(Referring expression data)

═══

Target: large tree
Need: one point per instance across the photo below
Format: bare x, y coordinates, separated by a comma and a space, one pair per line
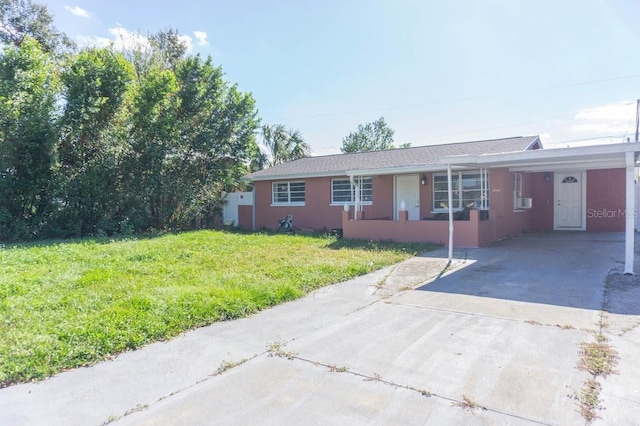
284, 145
22, 18
28, 87
93, 135
375, 136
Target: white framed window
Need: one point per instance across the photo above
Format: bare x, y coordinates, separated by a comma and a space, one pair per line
288, 193
517, 190
343, 192
469, 187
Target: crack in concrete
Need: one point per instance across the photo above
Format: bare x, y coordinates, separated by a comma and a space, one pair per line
423, 392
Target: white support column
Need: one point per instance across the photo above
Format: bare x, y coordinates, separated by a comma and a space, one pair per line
629, 236
450, 195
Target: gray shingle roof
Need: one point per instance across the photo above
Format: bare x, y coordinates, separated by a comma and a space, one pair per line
339, 164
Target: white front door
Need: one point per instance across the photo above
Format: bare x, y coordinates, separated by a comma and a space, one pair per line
408, 190
569, 200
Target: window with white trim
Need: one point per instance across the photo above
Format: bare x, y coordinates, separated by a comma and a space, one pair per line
343, 192
468, 187
288, 193
517, 190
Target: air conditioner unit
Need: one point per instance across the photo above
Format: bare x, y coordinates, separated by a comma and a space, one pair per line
524, 203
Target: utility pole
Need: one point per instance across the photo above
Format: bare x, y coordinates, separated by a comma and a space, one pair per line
637, 118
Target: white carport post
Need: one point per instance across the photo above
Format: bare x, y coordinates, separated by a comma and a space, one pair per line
450, 195
629, 214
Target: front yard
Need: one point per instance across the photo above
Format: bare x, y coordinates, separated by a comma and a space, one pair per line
74, 303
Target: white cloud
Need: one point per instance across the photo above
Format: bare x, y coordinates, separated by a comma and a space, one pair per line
78, 11
613, 119
201, 38
187, 41
123, 39
93, 41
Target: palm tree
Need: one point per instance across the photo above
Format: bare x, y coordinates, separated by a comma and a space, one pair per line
284, 145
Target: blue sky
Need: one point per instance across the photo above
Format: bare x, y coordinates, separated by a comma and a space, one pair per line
439, 72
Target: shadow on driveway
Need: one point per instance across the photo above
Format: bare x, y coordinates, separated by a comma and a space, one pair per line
566, 269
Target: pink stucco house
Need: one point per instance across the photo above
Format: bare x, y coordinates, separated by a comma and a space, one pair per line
497, 188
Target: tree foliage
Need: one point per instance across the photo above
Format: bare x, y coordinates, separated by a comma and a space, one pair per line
27, 138
374, 136
23, 18
283, 145
105, 142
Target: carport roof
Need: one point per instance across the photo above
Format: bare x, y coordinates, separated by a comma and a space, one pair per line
582, 157
394, 161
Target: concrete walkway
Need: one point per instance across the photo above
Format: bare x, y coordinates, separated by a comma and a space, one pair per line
495, 339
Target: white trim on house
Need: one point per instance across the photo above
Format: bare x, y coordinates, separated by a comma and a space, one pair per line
583, 201
289, 193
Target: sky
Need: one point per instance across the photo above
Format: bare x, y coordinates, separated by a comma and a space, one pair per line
437, 71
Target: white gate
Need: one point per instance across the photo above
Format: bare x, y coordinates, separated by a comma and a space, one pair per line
234, 200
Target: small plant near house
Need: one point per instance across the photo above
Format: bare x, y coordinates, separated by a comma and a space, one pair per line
598, 359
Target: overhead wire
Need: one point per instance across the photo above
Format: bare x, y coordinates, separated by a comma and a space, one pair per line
466, 99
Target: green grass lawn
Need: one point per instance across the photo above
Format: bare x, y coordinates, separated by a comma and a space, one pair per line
73, 303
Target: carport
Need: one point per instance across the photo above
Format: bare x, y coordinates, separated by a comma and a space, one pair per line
597, 157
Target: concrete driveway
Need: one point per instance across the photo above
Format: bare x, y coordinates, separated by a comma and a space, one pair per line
495, 339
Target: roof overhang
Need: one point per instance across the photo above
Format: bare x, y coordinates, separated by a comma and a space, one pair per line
293, 176
583, 157
399, 170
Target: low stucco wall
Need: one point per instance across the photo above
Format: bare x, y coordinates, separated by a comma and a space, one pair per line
606, 202
467, 233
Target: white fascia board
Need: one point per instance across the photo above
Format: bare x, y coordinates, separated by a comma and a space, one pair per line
296, 176
539, 155
427, 168
566, 166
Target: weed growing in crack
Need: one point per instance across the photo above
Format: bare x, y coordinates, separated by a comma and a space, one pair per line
589, 400
565, 327
335, 369
228, 365
135, 409
598, 358
277, 349
467, 404
375, 378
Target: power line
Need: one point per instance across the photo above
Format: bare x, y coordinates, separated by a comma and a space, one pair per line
498, 127
471, 98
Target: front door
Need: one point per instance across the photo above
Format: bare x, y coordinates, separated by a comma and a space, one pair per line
569, 202
408, 190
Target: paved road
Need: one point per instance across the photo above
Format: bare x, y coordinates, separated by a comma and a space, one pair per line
495, 339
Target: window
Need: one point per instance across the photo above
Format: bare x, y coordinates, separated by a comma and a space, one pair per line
468, 188
342, 191
517, 190
290, 193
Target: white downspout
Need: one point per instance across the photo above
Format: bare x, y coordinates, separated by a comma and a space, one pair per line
629, 214
450, 195
355, 197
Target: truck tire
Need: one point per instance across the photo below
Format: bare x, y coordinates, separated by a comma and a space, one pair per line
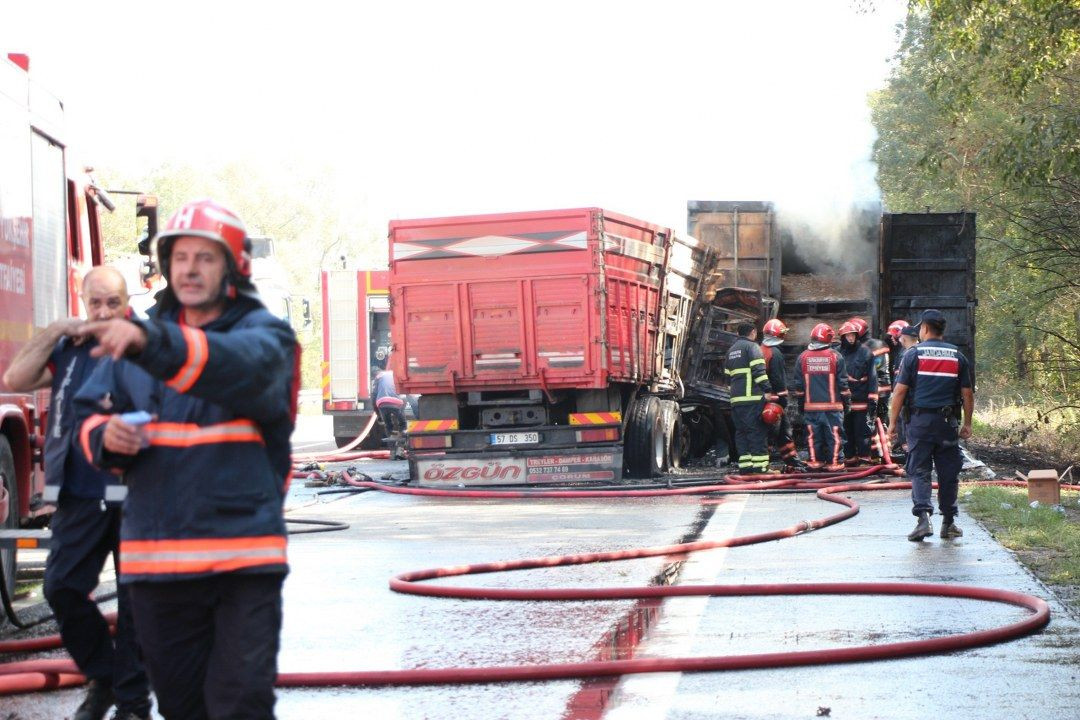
646, 446
10, 483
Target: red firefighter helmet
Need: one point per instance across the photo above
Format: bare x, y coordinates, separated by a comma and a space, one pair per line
848, 327
895, 327
771, 413
205, 218
822, 335
773, 333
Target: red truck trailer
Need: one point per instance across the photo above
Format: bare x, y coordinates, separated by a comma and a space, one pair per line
355, 339
49, 238
545, 345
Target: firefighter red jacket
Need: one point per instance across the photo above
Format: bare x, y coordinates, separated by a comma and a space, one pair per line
205, 496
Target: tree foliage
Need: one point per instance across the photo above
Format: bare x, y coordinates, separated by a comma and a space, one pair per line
983, 112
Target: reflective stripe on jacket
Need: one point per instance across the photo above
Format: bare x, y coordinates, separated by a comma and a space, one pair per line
821, 380
205, 493
862, 377
744, 366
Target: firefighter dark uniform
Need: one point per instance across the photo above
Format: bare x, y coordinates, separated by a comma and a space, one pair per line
84, 533
748, 383
862, 382
882, 361
821, 384
780, 435
934, 371
202, 542
389, 405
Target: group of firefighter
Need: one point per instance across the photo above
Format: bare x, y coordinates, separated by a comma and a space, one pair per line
841, 389
912, 383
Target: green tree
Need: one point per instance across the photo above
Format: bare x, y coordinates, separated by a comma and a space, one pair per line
983, 112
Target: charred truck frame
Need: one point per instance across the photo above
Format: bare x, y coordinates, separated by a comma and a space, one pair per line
564, 345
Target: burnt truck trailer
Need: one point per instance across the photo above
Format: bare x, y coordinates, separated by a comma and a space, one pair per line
545, 347
878, 266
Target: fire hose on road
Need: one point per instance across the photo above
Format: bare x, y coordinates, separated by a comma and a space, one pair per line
29, 676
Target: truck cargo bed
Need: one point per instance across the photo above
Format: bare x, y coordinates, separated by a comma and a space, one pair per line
544, 300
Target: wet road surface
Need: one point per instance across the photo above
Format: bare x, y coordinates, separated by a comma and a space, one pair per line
340, 615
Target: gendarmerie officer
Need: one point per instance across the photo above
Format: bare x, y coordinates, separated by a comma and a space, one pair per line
934, 381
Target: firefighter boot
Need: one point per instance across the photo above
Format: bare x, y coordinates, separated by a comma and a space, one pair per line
922, 528
127, 715
97, 701
949, 529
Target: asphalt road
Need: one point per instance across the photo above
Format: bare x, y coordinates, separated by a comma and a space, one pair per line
340, 614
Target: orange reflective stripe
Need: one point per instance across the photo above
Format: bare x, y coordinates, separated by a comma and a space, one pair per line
88, 426
595, 418
198, 354
431, 425
186, 434
200, 555
823, 406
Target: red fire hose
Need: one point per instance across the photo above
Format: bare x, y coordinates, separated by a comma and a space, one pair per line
38, 675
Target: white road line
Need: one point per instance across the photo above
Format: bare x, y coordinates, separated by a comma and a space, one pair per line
675, 634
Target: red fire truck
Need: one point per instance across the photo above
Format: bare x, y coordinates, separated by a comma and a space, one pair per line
49, 236
355, 339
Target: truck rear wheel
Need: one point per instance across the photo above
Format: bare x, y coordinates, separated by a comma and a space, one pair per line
11, 485
678, 443
646, 447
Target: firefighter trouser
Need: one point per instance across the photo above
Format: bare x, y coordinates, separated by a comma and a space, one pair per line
392, 417
84, 534
780, 438
824, 440
932, 440
211, 644
856, 434
752, 436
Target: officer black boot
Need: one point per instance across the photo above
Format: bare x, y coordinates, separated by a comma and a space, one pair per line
98, 700
949, 528
922, 528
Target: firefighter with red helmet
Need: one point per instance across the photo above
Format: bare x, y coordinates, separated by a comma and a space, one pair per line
748, 386
780, 432
862, 382
206, 465
821, 386
893, 334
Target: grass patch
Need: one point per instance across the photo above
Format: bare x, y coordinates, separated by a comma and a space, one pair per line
1047, 539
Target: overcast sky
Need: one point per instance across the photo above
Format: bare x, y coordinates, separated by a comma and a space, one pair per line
444, 108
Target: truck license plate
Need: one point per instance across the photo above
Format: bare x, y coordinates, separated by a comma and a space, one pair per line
515, 438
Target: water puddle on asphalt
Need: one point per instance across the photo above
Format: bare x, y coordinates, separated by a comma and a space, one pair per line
623, 639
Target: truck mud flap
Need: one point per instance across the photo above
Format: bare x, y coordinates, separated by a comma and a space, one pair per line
599, 464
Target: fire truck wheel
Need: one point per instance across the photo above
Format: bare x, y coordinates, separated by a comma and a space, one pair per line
8, 477
646, 442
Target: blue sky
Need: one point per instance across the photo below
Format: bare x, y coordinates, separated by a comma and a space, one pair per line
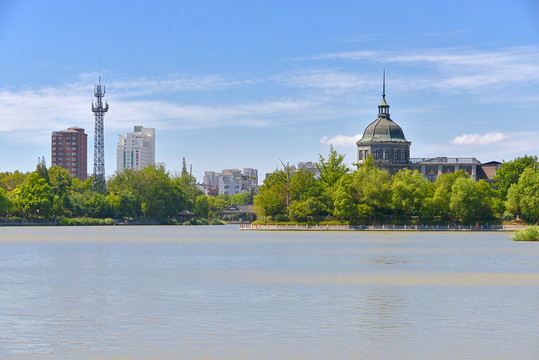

═══

• **The task**: Pictures are to be left out; otherwise, retype exactly the lines from the first line of the data through the line containing "Target: gray shingle roof".

• **Answer space**:
Target: large tree
Need: one point per instance across the photo below
Format: bare x, y coordinates, separated by a comma and a space, one pair per line
284, 145
22, 18
28, 87
93, 135
375, 136
Target: white framed window
Need: one point per instance across the photo above
Format: bare x, y coordinates, separated by a comma and a space, one pair per line
288, 193
517, 190
343, 192
469, 187
Target: crack in concrete
Need: one point per instance across the photo above
Format: bare x, y coordinates, separated by a comma and a space, one pair per line
423, 392
Target: white support column
Need: one point per instance across the photo above
Format: bare x, y coordinates, separated by a comma and a space, one pair per line
629, 236
450, 195
Target: gray shingle roof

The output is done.